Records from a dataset
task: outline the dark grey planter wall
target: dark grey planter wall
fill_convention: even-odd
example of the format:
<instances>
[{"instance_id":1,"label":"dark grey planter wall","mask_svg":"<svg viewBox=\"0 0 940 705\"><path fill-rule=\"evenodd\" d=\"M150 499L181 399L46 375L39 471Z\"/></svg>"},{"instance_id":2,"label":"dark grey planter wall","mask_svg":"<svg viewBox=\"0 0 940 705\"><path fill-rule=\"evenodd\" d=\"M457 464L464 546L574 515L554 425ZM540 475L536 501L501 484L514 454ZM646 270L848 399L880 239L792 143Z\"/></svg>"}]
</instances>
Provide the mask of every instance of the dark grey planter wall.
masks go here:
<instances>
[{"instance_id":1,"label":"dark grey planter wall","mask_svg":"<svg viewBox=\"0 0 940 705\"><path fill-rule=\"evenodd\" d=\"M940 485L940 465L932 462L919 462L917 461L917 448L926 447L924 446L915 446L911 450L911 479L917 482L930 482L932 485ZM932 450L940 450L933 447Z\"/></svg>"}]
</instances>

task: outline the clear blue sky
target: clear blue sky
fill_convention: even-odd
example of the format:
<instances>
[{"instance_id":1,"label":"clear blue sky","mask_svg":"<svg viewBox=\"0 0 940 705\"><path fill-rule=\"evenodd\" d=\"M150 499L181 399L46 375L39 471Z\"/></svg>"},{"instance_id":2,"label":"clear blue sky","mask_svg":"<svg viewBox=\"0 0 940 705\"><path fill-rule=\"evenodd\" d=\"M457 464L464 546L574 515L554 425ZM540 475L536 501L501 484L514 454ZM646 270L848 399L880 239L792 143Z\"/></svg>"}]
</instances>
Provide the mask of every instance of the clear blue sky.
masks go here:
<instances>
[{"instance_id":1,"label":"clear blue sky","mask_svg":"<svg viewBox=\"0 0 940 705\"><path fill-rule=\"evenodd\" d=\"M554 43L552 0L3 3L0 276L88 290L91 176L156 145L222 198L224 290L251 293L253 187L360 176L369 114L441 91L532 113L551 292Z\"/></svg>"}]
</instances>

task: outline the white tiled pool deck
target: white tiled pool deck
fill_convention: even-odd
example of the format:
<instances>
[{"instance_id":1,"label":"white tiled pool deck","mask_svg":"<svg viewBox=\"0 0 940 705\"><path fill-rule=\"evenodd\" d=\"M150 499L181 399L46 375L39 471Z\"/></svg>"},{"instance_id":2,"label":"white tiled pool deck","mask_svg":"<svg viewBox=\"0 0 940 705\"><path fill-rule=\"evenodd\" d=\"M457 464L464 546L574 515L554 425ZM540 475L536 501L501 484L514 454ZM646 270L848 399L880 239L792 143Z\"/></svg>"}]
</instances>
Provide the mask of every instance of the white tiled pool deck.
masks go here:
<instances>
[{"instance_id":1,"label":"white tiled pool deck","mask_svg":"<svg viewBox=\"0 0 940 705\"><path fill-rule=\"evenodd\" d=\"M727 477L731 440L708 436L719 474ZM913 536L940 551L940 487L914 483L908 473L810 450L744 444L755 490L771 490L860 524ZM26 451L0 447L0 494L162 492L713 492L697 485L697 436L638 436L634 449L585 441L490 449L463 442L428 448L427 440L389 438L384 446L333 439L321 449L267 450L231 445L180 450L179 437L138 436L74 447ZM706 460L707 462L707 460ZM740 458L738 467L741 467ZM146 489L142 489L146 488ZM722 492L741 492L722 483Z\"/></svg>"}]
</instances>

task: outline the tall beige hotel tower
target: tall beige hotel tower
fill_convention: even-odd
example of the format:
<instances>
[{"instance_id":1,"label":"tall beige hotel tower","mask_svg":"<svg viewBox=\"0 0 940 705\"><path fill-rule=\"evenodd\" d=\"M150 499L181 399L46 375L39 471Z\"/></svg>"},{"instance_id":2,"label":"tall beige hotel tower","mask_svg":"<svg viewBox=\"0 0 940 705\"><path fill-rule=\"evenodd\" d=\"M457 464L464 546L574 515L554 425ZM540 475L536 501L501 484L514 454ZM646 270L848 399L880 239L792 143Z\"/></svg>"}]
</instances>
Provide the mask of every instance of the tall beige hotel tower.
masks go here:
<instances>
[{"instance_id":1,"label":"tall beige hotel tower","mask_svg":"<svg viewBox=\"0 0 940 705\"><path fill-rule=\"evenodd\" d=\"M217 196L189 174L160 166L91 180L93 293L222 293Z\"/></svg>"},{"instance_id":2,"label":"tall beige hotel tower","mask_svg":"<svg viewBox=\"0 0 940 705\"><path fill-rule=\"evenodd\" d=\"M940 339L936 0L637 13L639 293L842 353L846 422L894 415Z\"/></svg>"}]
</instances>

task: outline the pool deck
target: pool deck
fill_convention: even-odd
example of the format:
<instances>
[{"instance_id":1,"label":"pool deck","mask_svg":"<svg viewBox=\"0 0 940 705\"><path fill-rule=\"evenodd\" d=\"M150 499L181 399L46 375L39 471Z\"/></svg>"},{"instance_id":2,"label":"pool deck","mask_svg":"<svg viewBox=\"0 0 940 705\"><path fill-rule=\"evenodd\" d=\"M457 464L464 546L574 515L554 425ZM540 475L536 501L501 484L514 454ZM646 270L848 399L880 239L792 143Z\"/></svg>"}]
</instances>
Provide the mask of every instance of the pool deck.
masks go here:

#### [Written task]
Edit the records above so that "fill_convention" becomes "fill_rule" wherever it occurs, and leave every other character as it is.

#### [Completed exercise]
task: outline the dark grey planter wall
target: dark grey planter wall
fill_rule: even-odd
example of the format:
<instances>
[{"instance_id":1,"label":"dark grey planter wall","mask_svg":"<svg viewBox=\"0 0 940 705\"><path fill-rule=\"evenodd\" d=\"M150 499L181 399L46 375L39 471Z\"/></svg>"},{"instance_id":2,"label":"dark grey planter wall","mask_svg":"<svg viewBox=\"0 0 940 705\"><path fill-rule=\"evenodd\" d=\"M457 464L464 546L574 515L554 425ZM540 475L536 501L501 484L514 454ZM646 270L848 399L880 239L792 143Z\"/></svg>"}]
</instances>
Provide the mask of every instance of the dark grey planter wall.
masks go here:
<instances>
[{"instance_id":1,"label":"dark grey planter wall","mask_svg":"<svg viewBox=\"0 0 940 705\"><path fill-rule=\"evenodd\" d=\"M940 485L940 465L932 462L919 462L917 461L917 448L926 447L924 446L915 446L911 450L911 479L917 482L930 482L932 485ZM932 450L940 450L933 447Z\"/></svg>"}]
</instances>

task: outline the clear blue sky
target: clear blue sky
fill_rule: even-odd
example of the format:
<instances>
[{"instance_id":1,"label":"clear blue sky","mask_svg":"<svg viewBox=\"0 0 940 705\"><path fill-rule=\"evenodd\" d=\"M150 499L181 399L46 375L39 471Z\"/></svg>"},{"instance_id":2,"label":"clear blue sky","mask_svg":"<svg viewBox=\"0 0 940 705\"><path fill-rule=\"evenodd\" d=\"M457 464L464 546L574 515L554 425ZM540 475L536 501L501 484L514 454ZM646 270L848 399L880 239L792 143Z\"/></svg>"}]
</instances>
Provide the mask of every instance of the clear blue sky.
masks go here:
<instances>
[{"instance_id":1,"label":"clear blue sky","mask_svg":"<svg viewBox=\"0 0 940 705\"><path fill-rule=\"evenodd\" d=\"M554 43L552 0L3 3L0 276L88 290L91 176L156 145L222 198L224 290L251 293L253 187L360 176L369 114L441 91L532 113L551 292Z\"/></svg>"}]
</instances>

task: outline the white tiled pool deck
target: white tiled pool deck
fill_rule: even-odd
example of the format:
<instances>
[{"instance_id":1,"label":"white tiled pool deck","mask_svg":"<svg viewBox=\"0 0 940 705\"><path fill-rule=\"evenodd\" d=\"M150 499L181 399L46 375L39 471Z\"/></svg>"},{"instance_id":2,"label":"white tiled pool deck","mask_svg":"<svg viewBox=\"0 0 940 705\"><path fill-rule=\"evenodd\" d=\"M457 464L464 546L574 515L554 425ZM540 475L536 501L501 484L514 454ZM646 270L848 399L880 239L792 143Z\"/></svg>"}]
</instances>
Provide the mask of every instance of the white tiled pool deck.
masks go here:
<instances>
[{"instance_id":1,"label":"white tiled pool deck","mask_svg":"<svg viewBox=\"0 0 940 705\"><path fill-rule=\"evenodd\" d=\"M727 477L731 440L708 436L719 474ZM913 536L940 551L940 487L914 483L908 473L810 450L744 444L755 490L771 490L860 524ZM26 451L0 447L0 494L162 492L713 492L697 485L697 436L638 436L634 449L585 441L490 449L463 442L428 448L427 440L389 438L384 446L333 439L321 449L267 450L231 445L180 450L179 437L138 436L74 447ZM706 460L707 462L707 460ZM740 458L738 467L741 467ZM146 489L142 489L146 488ZM722 492L741 492L722 483Z\"/></svg>"}]
</instances>

task: outline the tall beige hotel tower
target: tall beige hotel tower
fill_rule: even-odd
example of the format:
<instances>
[{"instance_id":1,"label":"tall beige hotel tower","mask_svg":"<svg viewBox=\"0 0 940 705\"><path fill-rule=\"evenodd\" d=\"M150 499L181 399L46 375L39 471Z\"/></svg>"},{"instance_id":2,"label":"tall beige hotel tower","mask_svg":"<svg viewBox=\"0 0 940 705\"><path fill-rule=\"evenodd\" d=\"M457 464L464 546L574 515L554 425ZM540 475L536 501L501 484L514 454ZM646 270L848 399L880 239L792 143Z\"/></svg>"}]
</instances>
Provide the mask of every instance of the tall beige hotel tower.
masks go here:
<instances>
[{"instance_id":1,"label":"tall beige hotel tower","mask_svg":"<svg viewBox=\"0 0 940 705\"><path fill-rule=\"evenodd\" d=\"M217 196L189 174L160 166L91 180L93 293L222 293Z\"/></svg>"},{"instance_id":2,"label":"tall beige hotel tower","mask_svg":"<svg viewBox=\"0 0 940 705\"><path fill-rule=\"evenodd\" d=\"M940 339L936 0L637 13L639 293L842 353L846 422L894 415Z\"/></svg>"}]
</instances>

task: outline the pool deck
target: pool deck
fill_rule: even-odd
example of the format:
<instances>
[{"instance_id":1,"label":"pool deck","mask_svg":"<svg viewBox=\"0 0 940 705\"><path fill-rule=\"evenodd\" d=\"M150 499L181 399L46 375L39 471Z\"/></svg>"},{"instance_id":2,"label":"pool deck","mask_svg":"<svg viewBox=\"0 0 940 705\"><path fill-rule=\"evenodd\" d=\"M457 464L464 546L574 515L554 425ZM540 475L536 501L501 484L514 454ZM646 270L848 399L880 239L792 143Z\"/></svg>"}]
</instances>
Provide the mask of every instance of the pool deck.
masks go here:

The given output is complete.